» **Data extracted from a collection**:
-=-=-=-=-

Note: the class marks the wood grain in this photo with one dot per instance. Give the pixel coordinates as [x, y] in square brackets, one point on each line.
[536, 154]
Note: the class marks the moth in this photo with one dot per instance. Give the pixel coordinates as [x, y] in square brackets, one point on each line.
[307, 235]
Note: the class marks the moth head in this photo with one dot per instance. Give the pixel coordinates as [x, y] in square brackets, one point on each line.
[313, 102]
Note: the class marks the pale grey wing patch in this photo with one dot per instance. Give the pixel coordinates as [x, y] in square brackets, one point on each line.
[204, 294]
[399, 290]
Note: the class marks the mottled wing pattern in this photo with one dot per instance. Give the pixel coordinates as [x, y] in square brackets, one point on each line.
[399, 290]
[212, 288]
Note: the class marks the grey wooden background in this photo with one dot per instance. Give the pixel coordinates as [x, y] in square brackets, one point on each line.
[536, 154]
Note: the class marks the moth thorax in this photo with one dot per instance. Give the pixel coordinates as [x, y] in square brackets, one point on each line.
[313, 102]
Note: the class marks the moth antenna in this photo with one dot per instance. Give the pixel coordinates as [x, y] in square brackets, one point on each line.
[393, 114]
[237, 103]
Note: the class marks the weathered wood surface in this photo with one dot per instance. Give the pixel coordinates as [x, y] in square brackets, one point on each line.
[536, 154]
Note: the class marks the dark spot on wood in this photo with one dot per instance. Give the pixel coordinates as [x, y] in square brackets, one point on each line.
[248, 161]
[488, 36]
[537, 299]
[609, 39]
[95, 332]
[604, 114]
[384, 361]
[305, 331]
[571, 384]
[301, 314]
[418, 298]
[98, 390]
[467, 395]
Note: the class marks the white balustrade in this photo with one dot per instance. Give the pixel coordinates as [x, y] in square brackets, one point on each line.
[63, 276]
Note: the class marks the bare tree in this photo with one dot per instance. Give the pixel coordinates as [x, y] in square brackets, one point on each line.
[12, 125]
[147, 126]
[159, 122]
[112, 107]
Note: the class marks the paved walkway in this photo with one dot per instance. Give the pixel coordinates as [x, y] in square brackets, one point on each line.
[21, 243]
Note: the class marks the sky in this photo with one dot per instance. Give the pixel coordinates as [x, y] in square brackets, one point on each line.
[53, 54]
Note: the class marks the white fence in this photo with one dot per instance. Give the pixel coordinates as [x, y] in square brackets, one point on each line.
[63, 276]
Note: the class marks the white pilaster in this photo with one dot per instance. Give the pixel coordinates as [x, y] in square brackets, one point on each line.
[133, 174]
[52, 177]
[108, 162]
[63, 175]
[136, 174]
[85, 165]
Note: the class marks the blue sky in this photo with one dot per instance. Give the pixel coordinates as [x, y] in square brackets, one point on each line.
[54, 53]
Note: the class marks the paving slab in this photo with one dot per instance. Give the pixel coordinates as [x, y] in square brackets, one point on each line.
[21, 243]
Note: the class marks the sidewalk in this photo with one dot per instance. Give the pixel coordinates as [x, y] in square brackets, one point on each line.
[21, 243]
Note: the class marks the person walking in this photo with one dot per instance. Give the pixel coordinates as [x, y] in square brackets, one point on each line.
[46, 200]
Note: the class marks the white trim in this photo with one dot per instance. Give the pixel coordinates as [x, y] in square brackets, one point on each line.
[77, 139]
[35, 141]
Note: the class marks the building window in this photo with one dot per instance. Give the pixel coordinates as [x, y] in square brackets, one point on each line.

-=-=-=-=-

» **GOAL**: Reproduce the lines of the listing verbatim, beginning at the line that contains "Note: the class marks the white trim" and continuing through the final line of the listing.

» **TASK RESULT**:
Note: the class marks the white trim in this photo with one dot per instance. Give the pixel coordinates as [x, y] in square brackets, one point on each line.
[77, 139]
[35, 141]
Note: the class marks the building window in this photo with one dot per instance. Give the pixel coordinates as [x, y] in square brackets, one point on each line.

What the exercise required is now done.